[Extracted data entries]

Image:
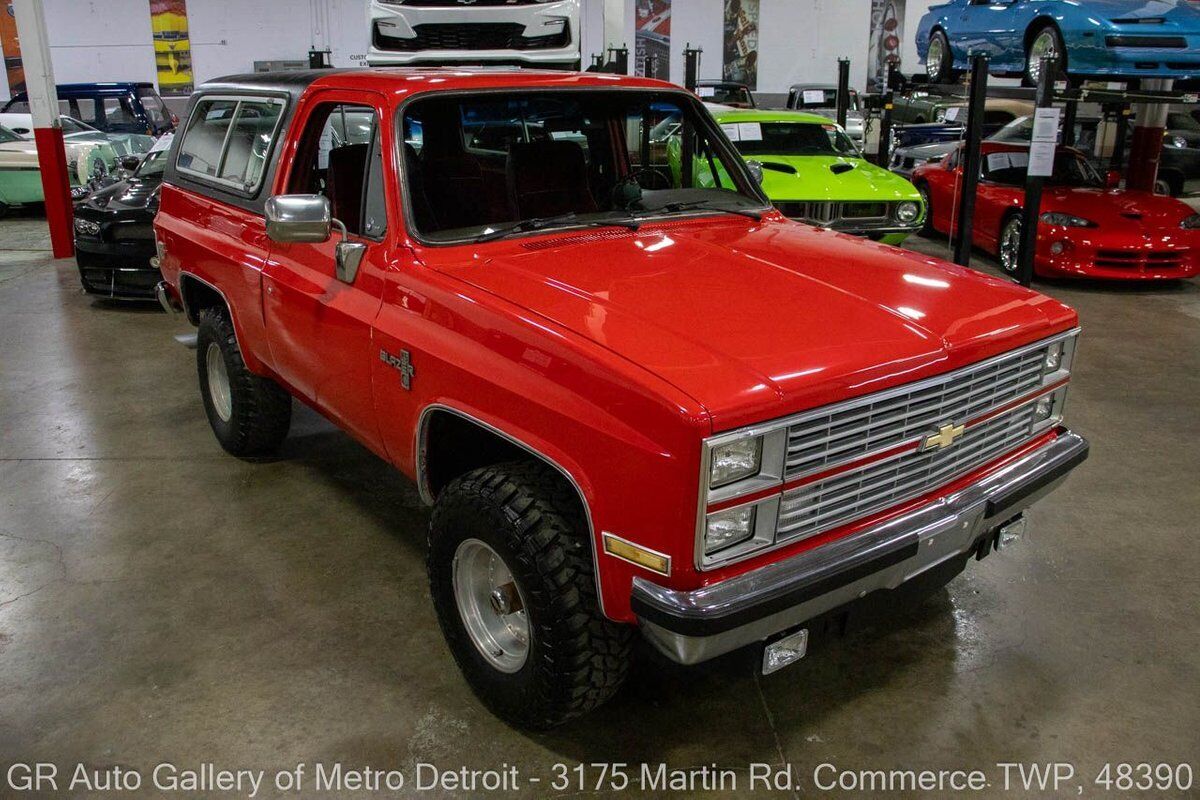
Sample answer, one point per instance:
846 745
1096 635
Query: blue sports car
1110 38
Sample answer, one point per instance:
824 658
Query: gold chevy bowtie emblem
946 435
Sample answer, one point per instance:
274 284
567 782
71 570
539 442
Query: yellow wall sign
172 46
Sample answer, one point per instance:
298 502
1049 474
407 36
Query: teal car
814 173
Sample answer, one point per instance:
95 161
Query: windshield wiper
707 205
540 223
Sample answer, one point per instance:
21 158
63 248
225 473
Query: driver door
319 325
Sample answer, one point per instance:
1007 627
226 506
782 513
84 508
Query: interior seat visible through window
547 179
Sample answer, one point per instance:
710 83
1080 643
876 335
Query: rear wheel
940 61
250 415
1011 245
511 578
1045 42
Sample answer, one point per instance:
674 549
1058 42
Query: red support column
1146 146
52 157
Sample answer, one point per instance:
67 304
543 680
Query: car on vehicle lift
1086 38
1087 227
109 107
635 403
526 32
822 98
813 173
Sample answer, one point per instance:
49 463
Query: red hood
1114 209
760 320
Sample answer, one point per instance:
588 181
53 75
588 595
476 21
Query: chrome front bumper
694 626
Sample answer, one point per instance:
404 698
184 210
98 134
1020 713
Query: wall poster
652 38
172 47
887 35
742 42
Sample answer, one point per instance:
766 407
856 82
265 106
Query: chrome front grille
851 495
841 434
835 465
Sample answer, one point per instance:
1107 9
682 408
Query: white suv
534 32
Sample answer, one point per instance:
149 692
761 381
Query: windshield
1069 169
823 97
1179 121
475 166
789 139
726 95
153 164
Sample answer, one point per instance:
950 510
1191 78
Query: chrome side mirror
298 218
755 168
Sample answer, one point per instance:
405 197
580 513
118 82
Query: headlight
907 212
729 528
1066 220
87 227
735 461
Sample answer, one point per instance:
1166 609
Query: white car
526 32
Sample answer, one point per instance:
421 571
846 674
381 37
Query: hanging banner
172 47
887 35
742 42
11 46
652 37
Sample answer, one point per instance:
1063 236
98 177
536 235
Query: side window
341 157
250 142
203 143
229 140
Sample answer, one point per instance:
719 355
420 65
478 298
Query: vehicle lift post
843 90
883 154
1033 186
43 106
971 166
691 67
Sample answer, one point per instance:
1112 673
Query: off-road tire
577 659
262 409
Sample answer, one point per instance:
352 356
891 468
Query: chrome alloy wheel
1045 43
934 59
219 383
491 606
1011 246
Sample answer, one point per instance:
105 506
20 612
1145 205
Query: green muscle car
815 174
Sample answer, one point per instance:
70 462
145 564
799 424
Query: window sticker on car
750 131
997 161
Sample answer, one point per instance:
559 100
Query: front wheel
1011 245
1047 42
511 578
250 415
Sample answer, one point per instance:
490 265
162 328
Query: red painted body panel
611 353
1138 234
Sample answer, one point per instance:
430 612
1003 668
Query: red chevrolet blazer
636 404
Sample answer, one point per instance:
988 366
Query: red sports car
1089 228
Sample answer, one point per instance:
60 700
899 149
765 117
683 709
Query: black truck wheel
250 415
510 573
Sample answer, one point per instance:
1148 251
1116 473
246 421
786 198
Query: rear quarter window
228 140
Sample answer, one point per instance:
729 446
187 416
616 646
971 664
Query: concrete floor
161 601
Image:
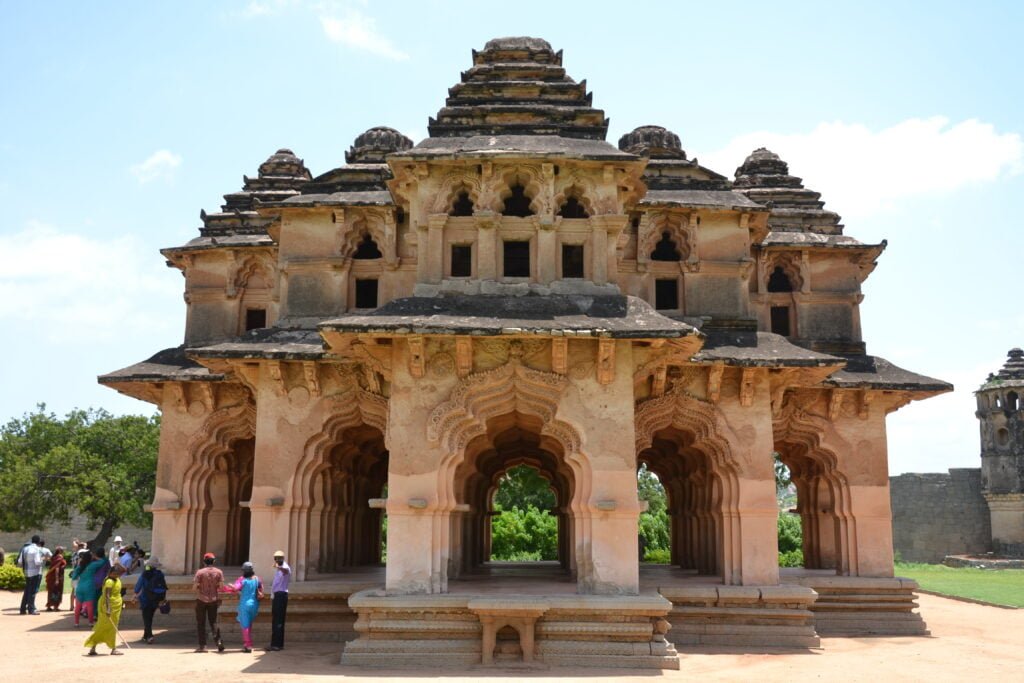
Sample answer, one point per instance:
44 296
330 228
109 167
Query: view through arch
522 528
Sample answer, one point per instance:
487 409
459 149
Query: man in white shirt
115 554
32 563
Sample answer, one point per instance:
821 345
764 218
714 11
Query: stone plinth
554 630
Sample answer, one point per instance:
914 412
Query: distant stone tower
1000 411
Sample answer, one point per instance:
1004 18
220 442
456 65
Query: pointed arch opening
666 249
517 203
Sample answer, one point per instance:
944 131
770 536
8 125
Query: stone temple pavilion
389 337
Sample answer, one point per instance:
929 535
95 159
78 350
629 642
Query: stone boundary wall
61 535
938 514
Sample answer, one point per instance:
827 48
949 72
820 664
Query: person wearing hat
207 585
279 604
250 590
115 554
151 591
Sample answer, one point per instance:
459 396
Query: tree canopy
90 462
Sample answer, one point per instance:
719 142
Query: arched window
666 250
572 209
778 281
517 204
463 205
368 249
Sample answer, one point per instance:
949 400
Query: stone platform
530 614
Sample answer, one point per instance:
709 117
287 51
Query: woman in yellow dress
109 608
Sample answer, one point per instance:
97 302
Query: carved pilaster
275 372
417 356
605 360
747 386
312 380
560 355
715 382
463 355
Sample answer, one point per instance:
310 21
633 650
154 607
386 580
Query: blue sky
118 123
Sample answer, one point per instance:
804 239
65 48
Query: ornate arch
683 411
659 222
211 441
509 388
350 238
796 425
582 188
791 264
244 269
452 185
348 410
531 181
719 511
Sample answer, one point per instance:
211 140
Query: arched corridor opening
693 493
523 527
513 452
338 528
226 517
821 501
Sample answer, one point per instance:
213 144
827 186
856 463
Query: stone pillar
604 530
435 248
486 245
750 551
547 251
599 258
863 459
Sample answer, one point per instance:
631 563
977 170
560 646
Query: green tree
653 524
522 486
89 462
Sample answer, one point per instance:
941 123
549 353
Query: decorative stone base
860 606
463 630
747 616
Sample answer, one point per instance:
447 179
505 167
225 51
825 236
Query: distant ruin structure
391 336
971 511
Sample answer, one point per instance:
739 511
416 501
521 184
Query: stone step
739 629
766 640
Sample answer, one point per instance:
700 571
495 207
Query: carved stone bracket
463 355
417 356
605 360
560 355
715 382
276 377
747 385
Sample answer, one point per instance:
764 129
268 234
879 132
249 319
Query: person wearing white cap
151 590
115 554
279 604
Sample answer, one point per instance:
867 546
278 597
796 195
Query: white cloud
160 165
358 32
66 286
860 171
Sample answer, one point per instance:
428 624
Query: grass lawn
1005 587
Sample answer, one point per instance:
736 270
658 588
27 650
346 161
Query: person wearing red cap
207 585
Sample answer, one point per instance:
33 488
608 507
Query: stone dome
652 141
510 43
763 162
283 163
373 145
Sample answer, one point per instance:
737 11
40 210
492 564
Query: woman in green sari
109 607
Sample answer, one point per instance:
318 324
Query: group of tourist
98 594
209 584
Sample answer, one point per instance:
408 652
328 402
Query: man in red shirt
207 586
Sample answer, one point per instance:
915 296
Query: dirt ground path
968 642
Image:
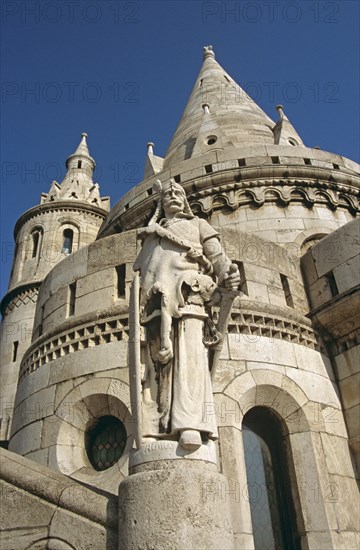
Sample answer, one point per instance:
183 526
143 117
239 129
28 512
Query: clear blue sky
122 72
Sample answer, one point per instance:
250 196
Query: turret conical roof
239 119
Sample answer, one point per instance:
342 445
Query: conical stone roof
239 119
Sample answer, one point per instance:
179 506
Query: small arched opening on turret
268 482
68 239
36 241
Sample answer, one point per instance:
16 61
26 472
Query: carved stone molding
84 336
115 329
18 297
281 192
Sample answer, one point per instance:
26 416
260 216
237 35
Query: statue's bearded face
173 201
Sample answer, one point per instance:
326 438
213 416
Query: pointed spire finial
280 110
208 52
206 108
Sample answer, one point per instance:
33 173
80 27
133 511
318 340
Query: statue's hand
165 354
232 279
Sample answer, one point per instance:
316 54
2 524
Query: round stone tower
67 218
283 390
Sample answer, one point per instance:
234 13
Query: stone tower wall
76 371
29 269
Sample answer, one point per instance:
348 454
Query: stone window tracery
106 442
272 510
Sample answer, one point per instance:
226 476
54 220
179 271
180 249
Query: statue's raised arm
181 264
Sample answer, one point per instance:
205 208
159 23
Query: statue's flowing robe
176 273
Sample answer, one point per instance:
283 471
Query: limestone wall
75 371
15 336
308 192
331 269
50 221
45 509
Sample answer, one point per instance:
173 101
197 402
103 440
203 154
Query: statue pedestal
174 503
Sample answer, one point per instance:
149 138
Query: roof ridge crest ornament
208 52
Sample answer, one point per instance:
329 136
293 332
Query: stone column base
174 505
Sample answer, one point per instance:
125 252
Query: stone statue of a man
181 263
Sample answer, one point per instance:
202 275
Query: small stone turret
67 218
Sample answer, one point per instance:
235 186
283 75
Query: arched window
68 238
36 237
105 442
272 509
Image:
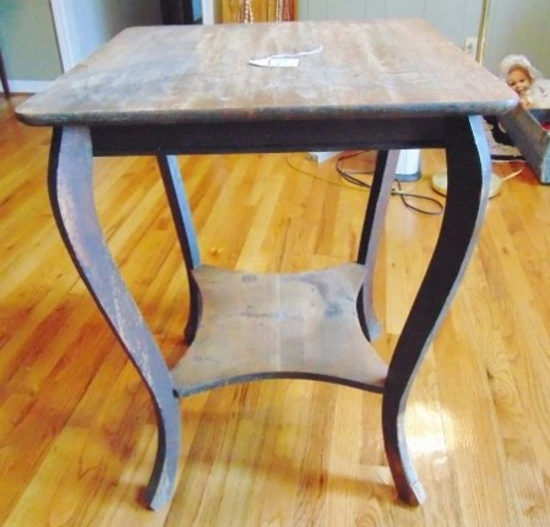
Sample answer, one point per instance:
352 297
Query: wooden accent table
164 91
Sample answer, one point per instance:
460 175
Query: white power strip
321 157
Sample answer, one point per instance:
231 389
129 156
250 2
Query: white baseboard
22 86
321 157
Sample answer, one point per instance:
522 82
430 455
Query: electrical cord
405 196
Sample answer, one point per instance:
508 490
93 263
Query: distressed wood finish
177 90
77 428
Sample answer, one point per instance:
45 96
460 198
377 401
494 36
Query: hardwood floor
77 431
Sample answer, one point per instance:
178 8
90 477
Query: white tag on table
275 62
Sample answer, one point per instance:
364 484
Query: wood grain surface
172 74
77 430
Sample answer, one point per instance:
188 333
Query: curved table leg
71 195
469 172
386 163
183 220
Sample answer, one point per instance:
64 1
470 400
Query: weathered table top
174 74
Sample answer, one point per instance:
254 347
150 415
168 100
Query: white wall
514 26
83 25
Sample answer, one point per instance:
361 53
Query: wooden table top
172 74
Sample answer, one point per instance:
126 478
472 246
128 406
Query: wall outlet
470 46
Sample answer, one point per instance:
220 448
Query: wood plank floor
77 430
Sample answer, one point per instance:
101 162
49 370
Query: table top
356 69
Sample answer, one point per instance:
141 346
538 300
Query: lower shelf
264 326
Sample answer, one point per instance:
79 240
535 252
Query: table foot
71 195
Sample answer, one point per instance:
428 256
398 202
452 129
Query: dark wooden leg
4 78
71 195
183 220
386 163
469 173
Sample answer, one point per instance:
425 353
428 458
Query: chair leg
4 78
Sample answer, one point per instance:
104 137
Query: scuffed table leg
469 172
71 195
386 164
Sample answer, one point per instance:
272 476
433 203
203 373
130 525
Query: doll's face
519 80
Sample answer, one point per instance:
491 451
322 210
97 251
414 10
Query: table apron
272 136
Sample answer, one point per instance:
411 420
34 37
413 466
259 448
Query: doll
524 79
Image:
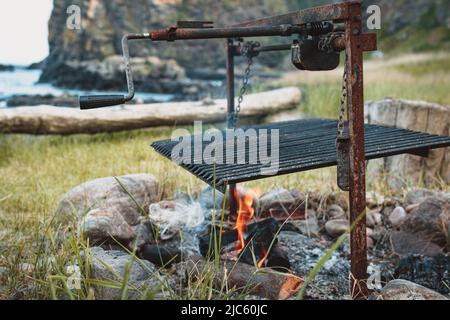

▸ **REQUIRED TASK**: Locate every line in the rows above that contains the word "table", and copy each one out in full.

▸ **TASK RESPONSE**:
Query: wooden accent table
Query: white tag on table
Query: curved table leg
Query: weathered table top
Query: wooden table top
Query: table top
Query: table foot
Query: scuffed table leg
Query: table apron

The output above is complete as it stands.